▶ TEXTE PRÉSENTÉ
+---+

Le mariage fait la paternité comme l’homme la maternité. Le vœu suprême d’une femme, selon Homère, c’est d’avoir un mari et une famille, non pas seulement un mari et une famille, mais avec eux la concorde et la bonne intelligence. Que pour d’autres, l’harmonie de cette union réside dans les voluptés, il n’en va pas ainsi de ceux qui aiment la sagesse ; le mariage ne les conduit qu’à cet accord fondé sur la raison et sur le Verbe. Il permet à l’épouse, non l’embellissement de la figure, mais l’ornement des mœurs ; il dit aux hommes : « Vous n’userez pas de vos femmes comme de maîtresses ; vous ne vous proposerez pas pour but unique les plaisirs des sens ; mais vous vous marierez pour avoir une aide pendant votre vie entière, et pour pratiquer une sévère tempérance. » L’homme, fruit du mariage, et pour lequel tout naît dans la nature, est d’un plus haut prix que le froment et l’orge que l’on sème en temps convenable. Or, voyez les agriculteurs, ils ne confient que sobrement à la terre les semences des blés. Il faut donc purifier le mariage des souillures qu’il peut amener, si nous ne voulons pas que les accouplements des animaux, pendant l’époque même du rut, ne nous couvrent de honte en gardant plus de réserve et plus de conformité à la nature que les unions humaines. En effet, plusieurs animaux, au temps marqué, s’éloignent aussitôt de la femelle, abandonnant le reste à la Providence ! Nous lisons dans les poètes tragiques que Polyxène, quoique égorgée et mourante, montra le plus grand soin à tomber avec décence, et à couvrir ce qu’il faut cacher aux yeux d’un homme. Le mariage fut aussi pour elle une calamité.

+---+

▶ EXTRAIT DU JEU
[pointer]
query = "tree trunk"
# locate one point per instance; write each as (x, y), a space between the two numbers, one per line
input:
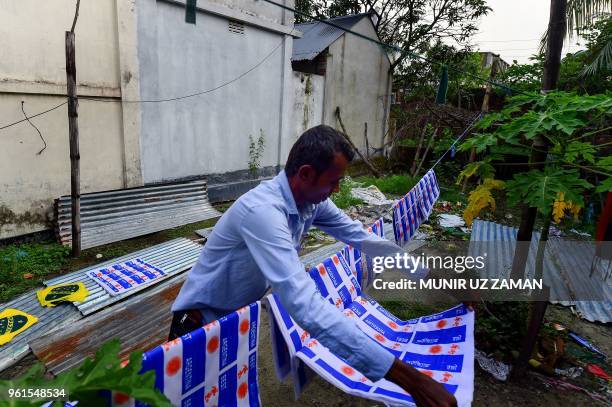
(73, 130)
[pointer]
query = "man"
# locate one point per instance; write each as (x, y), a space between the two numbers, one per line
(255, 245)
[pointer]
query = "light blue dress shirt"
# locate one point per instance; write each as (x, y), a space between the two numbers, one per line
(255, 245)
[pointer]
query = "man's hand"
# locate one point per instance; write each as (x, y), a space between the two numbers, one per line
(425, 391)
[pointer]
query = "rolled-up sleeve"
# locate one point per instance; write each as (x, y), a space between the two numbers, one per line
(268, 237)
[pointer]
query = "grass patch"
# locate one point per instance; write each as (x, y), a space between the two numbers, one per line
(391, 184)
(343, 198)
(23, 267)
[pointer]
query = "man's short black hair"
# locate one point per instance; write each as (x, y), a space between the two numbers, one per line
(317, 147)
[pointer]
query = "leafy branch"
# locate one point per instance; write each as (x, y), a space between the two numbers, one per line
(85, 382)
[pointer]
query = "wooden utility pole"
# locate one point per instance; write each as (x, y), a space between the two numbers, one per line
(552, 64)
(73, 136)
(485, 107)
(367, 162)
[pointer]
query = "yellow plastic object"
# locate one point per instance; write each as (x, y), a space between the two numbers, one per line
(13, 322)
(52, 295)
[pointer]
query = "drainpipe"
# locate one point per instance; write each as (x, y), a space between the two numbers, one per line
(282, 93)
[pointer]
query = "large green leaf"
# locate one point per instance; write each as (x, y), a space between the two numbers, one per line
(605, 186)
(85, 382)
(539, 189)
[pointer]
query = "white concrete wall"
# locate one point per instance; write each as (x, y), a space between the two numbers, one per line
(32, 69)
(209, 133)
(357, 79)
(307, 102)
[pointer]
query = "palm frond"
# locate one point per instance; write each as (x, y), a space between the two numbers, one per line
(580, 13)
(601, 62)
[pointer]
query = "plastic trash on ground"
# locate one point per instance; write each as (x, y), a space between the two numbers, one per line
(497, 369)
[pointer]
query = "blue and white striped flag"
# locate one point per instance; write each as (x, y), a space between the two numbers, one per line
(415, 207)
(121, 277)
(212, 366)
(440, 346)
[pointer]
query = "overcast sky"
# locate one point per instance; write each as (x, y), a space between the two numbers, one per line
(513, 29)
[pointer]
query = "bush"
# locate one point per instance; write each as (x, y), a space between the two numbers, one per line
(391, 184)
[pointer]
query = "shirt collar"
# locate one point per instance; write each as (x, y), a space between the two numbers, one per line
(283, 181)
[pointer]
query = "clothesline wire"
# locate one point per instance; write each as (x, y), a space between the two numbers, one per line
(245, 73)
(465, 132)
(156, 101)
(35, 115)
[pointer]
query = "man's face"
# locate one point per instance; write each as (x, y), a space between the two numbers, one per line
(316, 189)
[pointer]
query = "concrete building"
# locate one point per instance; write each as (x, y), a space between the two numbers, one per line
(344, 71)
(137, 63)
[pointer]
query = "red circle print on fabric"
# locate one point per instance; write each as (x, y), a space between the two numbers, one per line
(243, 389)
(213, 344)
(173, 366)
(244, 327)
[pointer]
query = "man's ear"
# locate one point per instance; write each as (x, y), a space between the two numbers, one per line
(307, 174)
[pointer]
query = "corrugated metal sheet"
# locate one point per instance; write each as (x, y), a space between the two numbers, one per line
(317, 36)
(111, 216)
(173, 257)
(141, 323)
(566, 267)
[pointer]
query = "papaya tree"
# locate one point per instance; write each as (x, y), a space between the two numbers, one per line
(577, 129)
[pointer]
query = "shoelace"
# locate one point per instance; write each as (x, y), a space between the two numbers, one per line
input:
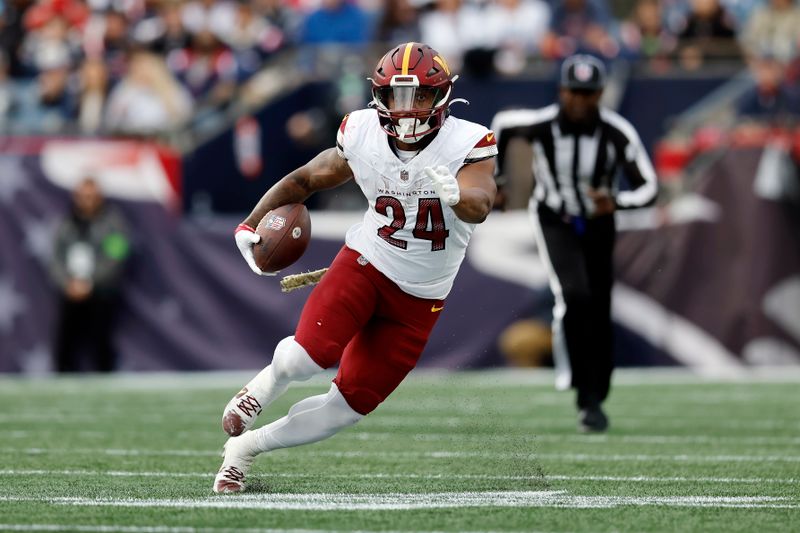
(232, 473)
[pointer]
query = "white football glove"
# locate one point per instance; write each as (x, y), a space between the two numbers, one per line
(445, 184)
(246, 237)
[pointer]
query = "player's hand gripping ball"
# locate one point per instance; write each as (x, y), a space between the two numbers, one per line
(285, 233)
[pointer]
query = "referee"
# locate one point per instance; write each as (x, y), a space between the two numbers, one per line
(579, 152)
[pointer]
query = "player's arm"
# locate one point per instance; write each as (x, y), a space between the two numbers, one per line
(325, 171)
(477, 191)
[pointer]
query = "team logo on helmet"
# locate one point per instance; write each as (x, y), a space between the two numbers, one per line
(411, 91)
(583, 72)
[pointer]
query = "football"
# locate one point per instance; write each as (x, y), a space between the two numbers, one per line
(285, 233)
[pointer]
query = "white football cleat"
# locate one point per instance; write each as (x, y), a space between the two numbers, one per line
(237, 461)
(240, 414)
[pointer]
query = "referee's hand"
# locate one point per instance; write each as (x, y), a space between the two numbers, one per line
(603, 202)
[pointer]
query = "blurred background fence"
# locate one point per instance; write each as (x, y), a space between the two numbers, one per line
(186, 112)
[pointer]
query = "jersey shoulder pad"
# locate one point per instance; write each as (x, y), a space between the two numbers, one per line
(485, 148)
(340, 137)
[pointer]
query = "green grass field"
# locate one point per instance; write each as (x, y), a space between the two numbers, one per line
(489, 451)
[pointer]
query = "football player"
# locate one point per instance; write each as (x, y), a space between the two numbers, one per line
(428, 178)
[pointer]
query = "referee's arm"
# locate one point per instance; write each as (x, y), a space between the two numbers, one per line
(636, 165)
(507, 125)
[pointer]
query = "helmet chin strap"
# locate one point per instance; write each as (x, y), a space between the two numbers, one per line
(406, 124)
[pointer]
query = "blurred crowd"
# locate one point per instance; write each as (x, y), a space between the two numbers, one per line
(147, 66)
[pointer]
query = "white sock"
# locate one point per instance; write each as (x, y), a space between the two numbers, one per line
(310, 420)
(289, 363)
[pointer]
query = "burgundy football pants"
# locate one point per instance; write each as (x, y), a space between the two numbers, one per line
(358, 317)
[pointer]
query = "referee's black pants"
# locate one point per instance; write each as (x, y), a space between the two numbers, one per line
(580, 256)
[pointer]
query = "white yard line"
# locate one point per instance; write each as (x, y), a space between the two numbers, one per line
(146, 529)
(168, 529)
(403, 501)
(429, 477)
(427, 455)
(465, 437)
(223, 380)
(539, 423)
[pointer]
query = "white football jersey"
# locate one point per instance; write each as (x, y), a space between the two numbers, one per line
(407, 233)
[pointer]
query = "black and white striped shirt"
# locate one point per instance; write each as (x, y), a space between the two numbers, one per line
(569, 160)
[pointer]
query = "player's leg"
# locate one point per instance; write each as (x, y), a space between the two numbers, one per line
(562, 254)
(374, 363)
(309, 420)
(335, 310)
(599, 266)
(290, 362)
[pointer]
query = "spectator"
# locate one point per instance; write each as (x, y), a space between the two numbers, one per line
(521, 26)
(441, 27)
(773, 97)
(579, 26)
(214, 16)
(644, 36)
(5, 92)
(253, 39)
(336, 22)
(773, 29)
(399, 23)
(12, 34)
(93, 96)
(91, 249)
(208, 70)
(709, 32)
(164, 32)
(148, 100)
(46, 104)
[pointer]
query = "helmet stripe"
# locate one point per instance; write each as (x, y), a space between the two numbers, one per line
(443, 63)
(407, 57)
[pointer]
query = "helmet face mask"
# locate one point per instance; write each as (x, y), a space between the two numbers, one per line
(411, 90)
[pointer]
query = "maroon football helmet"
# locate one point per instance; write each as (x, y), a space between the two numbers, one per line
(411, 89)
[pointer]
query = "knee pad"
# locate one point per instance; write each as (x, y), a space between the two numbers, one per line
(341, 413)
(361, 400)
(291, 362)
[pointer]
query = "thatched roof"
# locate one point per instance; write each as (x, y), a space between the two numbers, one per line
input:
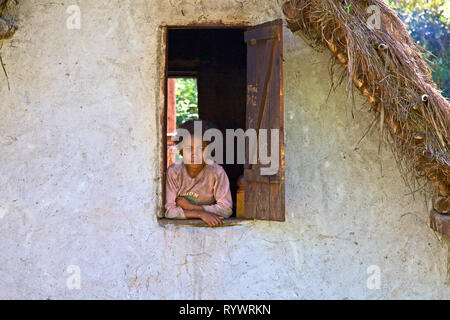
(7, 28)
(388, 68)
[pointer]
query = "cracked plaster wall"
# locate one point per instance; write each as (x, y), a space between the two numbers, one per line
(79, 174)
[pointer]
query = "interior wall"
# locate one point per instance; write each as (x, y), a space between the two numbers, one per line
(80, 174)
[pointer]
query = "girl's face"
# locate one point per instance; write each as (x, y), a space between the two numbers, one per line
(192, 152)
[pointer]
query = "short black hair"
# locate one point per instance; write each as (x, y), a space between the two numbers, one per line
(189, 126)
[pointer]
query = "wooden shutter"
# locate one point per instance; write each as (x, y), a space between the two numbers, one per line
(264, 195)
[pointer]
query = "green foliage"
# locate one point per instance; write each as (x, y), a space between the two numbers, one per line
(428, 24)
(186, 99)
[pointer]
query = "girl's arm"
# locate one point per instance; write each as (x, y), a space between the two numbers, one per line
(172, 210)
(222, 195)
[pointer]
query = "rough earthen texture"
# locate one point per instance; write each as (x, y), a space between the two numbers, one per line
(79, 174)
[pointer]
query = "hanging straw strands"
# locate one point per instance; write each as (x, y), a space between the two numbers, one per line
(387, 67)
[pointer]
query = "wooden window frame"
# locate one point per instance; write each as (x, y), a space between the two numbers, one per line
(163, 126)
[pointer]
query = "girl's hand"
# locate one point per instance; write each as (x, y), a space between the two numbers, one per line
(184, 204)
(211, 219)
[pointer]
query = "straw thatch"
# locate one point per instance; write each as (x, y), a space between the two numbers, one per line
(7, 28)
(386, 65)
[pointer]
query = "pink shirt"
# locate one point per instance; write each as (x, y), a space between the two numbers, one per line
(209, 189)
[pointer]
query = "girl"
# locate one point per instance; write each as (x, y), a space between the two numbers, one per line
(197, 190)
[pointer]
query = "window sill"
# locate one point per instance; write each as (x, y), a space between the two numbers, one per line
(199, 223)
(440, 223)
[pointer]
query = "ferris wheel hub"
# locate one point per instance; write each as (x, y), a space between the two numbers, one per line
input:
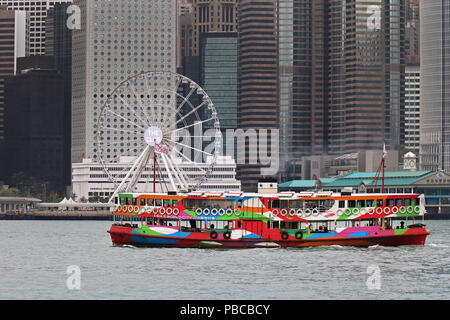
(153, 136)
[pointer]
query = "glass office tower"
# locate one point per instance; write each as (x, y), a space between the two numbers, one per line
(435, 85)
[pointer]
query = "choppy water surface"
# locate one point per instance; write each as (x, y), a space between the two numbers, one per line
(35, 255)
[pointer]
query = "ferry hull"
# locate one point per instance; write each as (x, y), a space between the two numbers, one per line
(127, 236)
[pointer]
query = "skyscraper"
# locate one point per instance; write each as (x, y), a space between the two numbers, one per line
(117, 40)
(58, 44)
(435, 85)
(34, 124)
(366, 75)
(258, 77)
(412, 108)
(218, 55)
(212, 16)
(38, 13)
(329, 74)
(12, 45)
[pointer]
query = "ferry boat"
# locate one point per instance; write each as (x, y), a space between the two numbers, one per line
(251, 220)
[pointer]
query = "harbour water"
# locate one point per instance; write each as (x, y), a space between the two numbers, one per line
(36, 259)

+---+

▶ CONSIGNE DONNÉE 1
D'après le texte sur le mariage, quel est le vœu suprême d'une femme selon Homère ?
▶ CONSIGNE DONNÉE 2
Reprenez le texte sur le mariage à la suite de sa dernière phrase.
Les enregistrements forment un matériau distinct du texte sur le mariage.

▶ RÉSULTAT OBTENU 1
Avoir un mari et une famille, et avec eux la concorde et la bonne intelligence.

▶ RÉSULTAT OBTENU 2
Ainsi donc, succomber sous l’effort des passions et leur céder la victoire, voilà le dernier degré de la servitude, comme les vaincre est la seule liberté. C’est pourquoi, d’après les divines Écritures, ceux qui ont violé les commandements, sont vendus aux étrangers ; c’est-à-dire aux péchés, qui sont contraires à la nature ; esclavage qui se prolonge jusqu’au moment de la conversion et du repentir. Il faut donc veiller sur le mariage, comme on veille sur une statue sainte, et le garder pur de toute profanation ; nous éveillant avec le Seigneur, nous endormant avec actions de grâces ; priant, et lorsque nous fermons les yeux, et lorsque brille le flambeau sacré de la lumière ; faisant de toute notre vie un témoignage pour le Seigneur ; possédant la piété dans notre âme, et retenant sous les lois de la tempérance jusqu’à notre corps ; car la tempérance et la mesure dans les paroles et dans les actions, sont choses vraiment agréables à Dieu. La voie de l’impudence est l’obscénité des paroles, qui produisent ensemble l’obscénité des actions.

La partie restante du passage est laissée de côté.